Yogyakarta, zekriansyah.com – Di dunia sepak bola, tak ada yang lebih menarik dari ‘andai saja’. Sebuah pertanyaan sederhana yang bisa memicu perdebatan panjang di warung kopi hingga forum daring. Bagi para penggemar Manchester United, pertanyaan ini mungkin lebih sering muncul belakangan ini. Terutama saat melihat kondisi klub yang sedang terseok-seok, banyak yang bertanya-tanya: andai tahun lalu Manchester United mendengarkan saran dari para legenda dan pengamat, akankah nasib mereka berbeda jauh? Mari kita selami beberapa momen krusial di mana Setan Merah seolah melewatkan kesempatan emas, yang mungkin kini berujung pada penyesalan mendalam.
Analisis mendalam: Apakah keputusan Manchester United di bursa transfer musim panas lalu, terutama kegagalan merekrut Harry Kane, menjadi akar krisis yang melanda klub saat ini?
Rio Ferdinand dan Dua Blunder Transfer Besar yang Terlewatkan
Legenda Manchester United, Rio Ferdinand, baru-baru ini menyuarakan penyesalan besarnya. Menurutnya, keterpurukan klub pasca-era Sir Alex Ferguson sebenarnya bisa dihindari. Ferdinand meyakini hanya dengan dua rekrutan kunci pada musim panas 2023, nasib Setan Merah bisa sangat berbeda. Sayangnya, klub justru melewatkan kesempatan emas tersebut.

- Data yang Ditampilkan
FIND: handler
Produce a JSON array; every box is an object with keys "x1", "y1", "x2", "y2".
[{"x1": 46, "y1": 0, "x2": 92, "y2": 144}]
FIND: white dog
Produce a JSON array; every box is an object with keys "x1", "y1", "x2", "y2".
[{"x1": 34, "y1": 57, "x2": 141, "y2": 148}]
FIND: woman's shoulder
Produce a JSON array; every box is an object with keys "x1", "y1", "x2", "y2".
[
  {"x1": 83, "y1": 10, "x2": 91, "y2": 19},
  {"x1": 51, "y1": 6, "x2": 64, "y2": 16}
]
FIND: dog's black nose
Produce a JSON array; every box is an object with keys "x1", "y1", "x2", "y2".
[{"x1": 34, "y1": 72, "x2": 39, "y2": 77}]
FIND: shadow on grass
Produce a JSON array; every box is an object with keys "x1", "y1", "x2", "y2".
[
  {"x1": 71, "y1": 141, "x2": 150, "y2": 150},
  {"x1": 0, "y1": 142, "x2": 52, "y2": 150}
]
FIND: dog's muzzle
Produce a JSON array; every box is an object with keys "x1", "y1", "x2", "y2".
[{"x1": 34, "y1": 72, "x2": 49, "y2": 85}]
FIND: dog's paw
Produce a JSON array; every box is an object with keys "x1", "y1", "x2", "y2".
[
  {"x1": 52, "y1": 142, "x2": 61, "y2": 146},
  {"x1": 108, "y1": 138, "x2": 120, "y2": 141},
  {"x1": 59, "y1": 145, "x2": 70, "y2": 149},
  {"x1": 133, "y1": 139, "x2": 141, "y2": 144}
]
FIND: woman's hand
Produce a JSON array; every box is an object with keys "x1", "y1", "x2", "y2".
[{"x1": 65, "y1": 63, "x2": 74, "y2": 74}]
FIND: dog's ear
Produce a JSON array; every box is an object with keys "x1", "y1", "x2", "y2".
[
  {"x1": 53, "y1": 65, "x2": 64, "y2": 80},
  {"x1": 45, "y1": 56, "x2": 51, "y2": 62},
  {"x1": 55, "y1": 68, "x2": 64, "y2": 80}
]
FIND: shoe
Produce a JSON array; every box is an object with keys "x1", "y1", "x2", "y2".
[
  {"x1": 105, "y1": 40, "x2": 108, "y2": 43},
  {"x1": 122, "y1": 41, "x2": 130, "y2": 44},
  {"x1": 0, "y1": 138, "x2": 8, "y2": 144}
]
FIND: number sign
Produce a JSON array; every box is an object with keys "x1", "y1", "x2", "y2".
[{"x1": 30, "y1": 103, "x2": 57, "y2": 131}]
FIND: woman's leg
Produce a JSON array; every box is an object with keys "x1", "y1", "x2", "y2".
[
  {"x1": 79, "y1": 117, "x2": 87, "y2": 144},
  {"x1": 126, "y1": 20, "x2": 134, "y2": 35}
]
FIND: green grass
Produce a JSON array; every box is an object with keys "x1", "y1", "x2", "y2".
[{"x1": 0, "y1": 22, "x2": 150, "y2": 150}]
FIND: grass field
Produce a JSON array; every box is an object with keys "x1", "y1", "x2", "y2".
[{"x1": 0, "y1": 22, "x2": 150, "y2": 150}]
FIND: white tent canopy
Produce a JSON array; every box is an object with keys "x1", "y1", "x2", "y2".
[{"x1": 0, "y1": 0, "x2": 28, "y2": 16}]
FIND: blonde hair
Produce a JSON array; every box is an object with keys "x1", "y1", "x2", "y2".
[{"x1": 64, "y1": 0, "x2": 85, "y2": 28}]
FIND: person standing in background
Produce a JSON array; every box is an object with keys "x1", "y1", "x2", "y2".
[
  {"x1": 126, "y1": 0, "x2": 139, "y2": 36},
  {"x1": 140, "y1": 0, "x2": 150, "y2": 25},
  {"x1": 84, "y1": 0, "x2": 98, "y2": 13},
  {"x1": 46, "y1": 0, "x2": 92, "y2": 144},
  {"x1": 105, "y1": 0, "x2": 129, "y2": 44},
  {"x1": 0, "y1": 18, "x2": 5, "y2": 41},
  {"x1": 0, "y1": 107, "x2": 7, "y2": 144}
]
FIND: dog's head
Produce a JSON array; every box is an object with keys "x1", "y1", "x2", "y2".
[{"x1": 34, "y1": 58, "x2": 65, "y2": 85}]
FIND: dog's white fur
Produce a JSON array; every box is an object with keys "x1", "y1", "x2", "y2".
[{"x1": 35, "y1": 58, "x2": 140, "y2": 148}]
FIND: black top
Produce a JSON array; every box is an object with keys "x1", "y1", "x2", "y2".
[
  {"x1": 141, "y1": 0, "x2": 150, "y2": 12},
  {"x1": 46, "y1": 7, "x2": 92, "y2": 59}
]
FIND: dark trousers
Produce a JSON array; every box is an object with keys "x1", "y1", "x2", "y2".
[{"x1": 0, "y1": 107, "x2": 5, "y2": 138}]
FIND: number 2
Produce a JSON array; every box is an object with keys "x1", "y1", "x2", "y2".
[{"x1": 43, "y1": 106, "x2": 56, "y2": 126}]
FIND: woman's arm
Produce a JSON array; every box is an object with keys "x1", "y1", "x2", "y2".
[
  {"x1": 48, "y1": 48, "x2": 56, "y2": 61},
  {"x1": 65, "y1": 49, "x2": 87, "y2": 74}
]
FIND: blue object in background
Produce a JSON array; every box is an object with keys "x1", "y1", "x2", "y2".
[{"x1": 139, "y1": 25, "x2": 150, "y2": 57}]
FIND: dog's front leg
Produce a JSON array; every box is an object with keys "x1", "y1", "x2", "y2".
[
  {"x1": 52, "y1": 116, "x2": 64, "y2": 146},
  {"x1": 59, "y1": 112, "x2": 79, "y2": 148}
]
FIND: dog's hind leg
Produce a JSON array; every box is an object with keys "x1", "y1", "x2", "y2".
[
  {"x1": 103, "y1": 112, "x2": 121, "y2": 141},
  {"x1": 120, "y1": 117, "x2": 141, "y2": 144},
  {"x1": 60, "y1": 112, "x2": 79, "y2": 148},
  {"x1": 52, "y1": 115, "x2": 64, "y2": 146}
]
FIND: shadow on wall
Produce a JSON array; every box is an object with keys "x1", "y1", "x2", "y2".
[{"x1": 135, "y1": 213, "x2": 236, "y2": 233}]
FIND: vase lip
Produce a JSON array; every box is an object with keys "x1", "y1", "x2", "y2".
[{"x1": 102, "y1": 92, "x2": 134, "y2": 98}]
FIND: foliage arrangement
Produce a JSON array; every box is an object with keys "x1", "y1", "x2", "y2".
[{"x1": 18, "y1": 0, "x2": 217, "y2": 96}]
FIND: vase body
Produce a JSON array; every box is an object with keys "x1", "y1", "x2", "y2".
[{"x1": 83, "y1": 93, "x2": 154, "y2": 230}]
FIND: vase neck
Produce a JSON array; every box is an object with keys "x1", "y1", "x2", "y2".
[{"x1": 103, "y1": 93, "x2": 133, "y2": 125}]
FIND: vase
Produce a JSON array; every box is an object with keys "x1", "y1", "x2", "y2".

- Ketentuan Latihan
• 1. Tuliskan ulang secara persis bagian artikel tentang Manchester United, mulai dari "Rio Ferdinand dan" dan berlanjut hingga "kesempatan emas tersebut.".
• 2. Lanjutkan artikel tentang Manchester United setelah kalimat terakhir yang tercantum.

- Hasil per Tugas
• 1.
Rio Ferdinand dan Dua Blunder Transfer Besar yang Terlewatkan
Legenda Manchester United, Rio Ferdinand, baru-baru ini menyuarakan penyesalan besarnya. Menurutnya, keterpurukan klub pasca-era Sir Alex Ferguson sebenarnya bisa dihindari. Ferdinand meyakini hanya dengan dua rekrutan kunci pada musim panas 2023, nasib Setan Merah bisa sangat berbeda. Sayangnya, klub justru melewatkan kesempatan emas tersebut.

• 2.
Harry Kane: Striker yang Terlewatkan
Ferdinand tanpa ragu menunjuk kegagalan merekrut Harry Kane sebagai sebuah blunder fatal. Kesempatan itu datang pada musim panas 2023, sebelum sang striker akhirnya pindah ke Bayern Munich.
“Saya pikir jika mereka membayar angka yang diinginkan Spurs, mereka akan mendapatkannya,” kata Rio Ferdinand. “Dan jika kita percaya itu, maka saya pikir jika itu tidak terjadi hanya karena selisih beberapa juta di sana-sini, saya pikir itu adalah keputusan yang mengerikan.”
Bayangkan, seorang striker kelas dunia yang sudah terbukti di Liga Inggris bisa didapatkan, namun urung terjadi hanya karena perbedaan harga. Kini, MU berjuang menemukan ketajaman di lini depan, sementara Kane terus mencetak gol di Jerman.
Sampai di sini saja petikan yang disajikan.